- _Exercise details_:
Render every row below as a two-column CSV headed text,answer, with one line per row. Put each row's text and its answer into their own quoted fields, and replace any line breaks with spaces.

- _Data_:

-- start --

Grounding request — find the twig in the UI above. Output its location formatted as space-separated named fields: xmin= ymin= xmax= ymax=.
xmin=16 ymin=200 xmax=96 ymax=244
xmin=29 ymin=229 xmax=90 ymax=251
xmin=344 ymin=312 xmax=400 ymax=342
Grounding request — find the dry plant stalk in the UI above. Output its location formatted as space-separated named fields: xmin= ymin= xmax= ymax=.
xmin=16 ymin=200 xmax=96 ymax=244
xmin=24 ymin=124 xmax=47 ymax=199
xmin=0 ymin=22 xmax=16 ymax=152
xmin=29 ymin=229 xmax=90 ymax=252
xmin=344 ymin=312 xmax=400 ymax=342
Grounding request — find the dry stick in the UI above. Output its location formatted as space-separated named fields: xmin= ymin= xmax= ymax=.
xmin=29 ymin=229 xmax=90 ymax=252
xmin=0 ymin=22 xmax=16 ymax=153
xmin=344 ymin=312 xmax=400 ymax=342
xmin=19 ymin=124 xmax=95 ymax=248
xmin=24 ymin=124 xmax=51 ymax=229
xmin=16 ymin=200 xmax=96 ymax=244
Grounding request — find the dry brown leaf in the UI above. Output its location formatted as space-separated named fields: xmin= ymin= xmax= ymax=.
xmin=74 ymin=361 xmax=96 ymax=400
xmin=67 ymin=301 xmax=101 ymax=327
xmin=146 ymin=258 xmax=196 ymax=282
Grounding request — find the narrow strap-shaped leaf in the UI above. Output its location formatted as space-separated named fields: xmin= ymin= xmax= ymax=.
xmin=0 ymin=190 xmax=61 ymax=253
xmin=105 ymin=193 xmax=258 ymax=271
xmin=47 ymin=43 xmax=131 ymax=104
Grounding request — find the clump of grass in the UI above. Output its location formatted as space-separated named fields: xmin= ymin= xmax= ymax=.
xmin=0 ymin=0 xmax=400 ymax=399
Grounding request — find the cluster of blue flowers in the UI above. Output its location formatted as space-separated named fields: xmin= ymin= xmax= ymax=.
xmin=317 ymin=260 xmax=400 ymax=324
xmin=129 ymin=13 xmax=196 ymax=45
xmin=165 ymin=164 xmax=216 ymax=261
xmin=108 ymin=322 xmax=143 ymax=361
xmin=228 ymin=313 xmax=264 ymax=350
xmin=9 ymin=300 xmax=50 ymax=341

-- end --

- _Right answer_:
text,answer
"Grounding request — find the twig in the UI above. Output its location formatted as space-separated named fields: xmin= ymin= xmax= ymax=.","xmin=16 ymin=200 xmax=96 ymax=244 xmin=29 ymin=229 xmax=90 ymax=251 xmin=344 ymin=312 xmax=400 ymax=342"
"Grounding request — find the dry plant stalk in the UI above. Output its location formatted as space-separated named fields: xmin= ymin= xmax= ymax=.","xmin=16 ymin=200 xmax=96 ymax=244 xmin=24 ymin=124 xmax=47 ymax=199 xmin=0 ymin=22 xmax=16 ymax=152 xmin=29 ymin=229 xmax=90 ymax=252 xmin=344 ymin=312 xmax=400 ymax=342"
"Grounding request — find the dry stick in the UI above. Output its location formatted as space-separated named fields: xmin= ymin= xmax= ymax=.","xmin=29 ymin=229 xmax=90 ymax=252 xmin=0 ymin=22 xmax=16 ymax=153 xmin=344 ymin=312 xmax=400 ymax=342 xmin=19 ymin=124 xmax=95 ymax=248 xmin=24 ymin=124 xmax=51 ymax=229 xmin=16 ymin=200 xmax=96 ymax=244"
"Grounding request — find the dry brown leaf in the UI above. Output its location formatted as space-separated named fields: xmin= ymin= xmax= ymax=.","xmin=74 ymin=361 xmax=96 ymax=400 xmin=67 ymin=301 xmax=101 ymax=327 xmin=146 ymin=258 xmax=196 ymax=282"
"Grounding request — find the narrow strap-shaped leaf in the UI above. Output its location formatted as space-separated named fields: xmin= ymin= xmax= ymax=.","xmin=0 ymin=190 xmax=61 ymax=253 xmin=105 ymin=193 xmax=258 ymax=271 xmin=47 ymin=43 xmax=131 ymax=104"
"Grounding request — find the clump of grass in the UI above. Output its location formatted as space-separated named fields: xmin= ymin= xmax= ymax=.","xmin=0 ymin=0 xmax=400 ymax=399"
"Grounding request — find the cluster of blue flowers in the UI above. Output its location formatted as space-separated named fields: xmin= ymin= xmax= ymax=.","xmin=317 ymin=260 xmax=400 ymax=324 xmin=129 ymin=13 xmax=196 ymax=45 xmin=165 ymin=164 xmax=216 ymax=261 xmin=108 ymin=322 xmax=143 ymax=361 xmin=228 ymin=313 xmax=264 ymax=350 xmin=9 ymin=300 xmax=50 ymax=341"